• _Recorded information_
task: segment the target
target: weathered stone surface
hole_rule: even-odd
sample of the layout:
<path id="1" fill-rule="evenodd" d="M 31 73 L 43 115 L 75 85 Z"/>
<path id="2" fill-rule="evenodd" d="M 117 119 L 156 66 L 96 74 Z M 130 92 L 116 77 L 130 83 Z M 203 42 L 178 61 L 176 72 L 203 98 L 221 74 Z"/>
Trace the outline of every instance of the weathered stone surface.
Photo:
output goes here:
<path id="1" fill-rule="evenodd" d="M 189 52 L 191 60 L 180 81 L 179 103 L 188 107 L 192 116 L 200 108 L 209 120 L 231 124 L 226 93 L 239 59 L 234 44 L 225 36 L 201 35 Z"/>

• _Exercise_
Please reproduce all of the material above, substituting "eroded rock face" for each occurrence of "weathered stone surface" and leaving everything else unchanged.

• _Task solution_
task: segment the target
target: eroded rock face
hole_rule: even-odd
sample of the layout:
<path id="1" fill-rule="evenodd" d="M 31 73 L 43 115 L 75 85 Z"/>
<path id="2" fill-rule="evenodd" d="M 117 119 L 156 66 L 96 74 Z M 130 92 L 116 77 L 130 83 Z M 203 42 L 178 61 L 176 72 L 203 98 L 221 74 Z"/>
Trace the outline of every instance of the eroded rock face.
Photo:
output goes here:
<path id="1" fill-rule="evenodd" d="M 189 52 L 191 60 L 180 81 L 179 103 L 188 107 L 192 116 L 200 108 L 209 120 L 231 124 L 226 93 L 239 59 L 234 44 L 225 36 L 201 35 Z"/>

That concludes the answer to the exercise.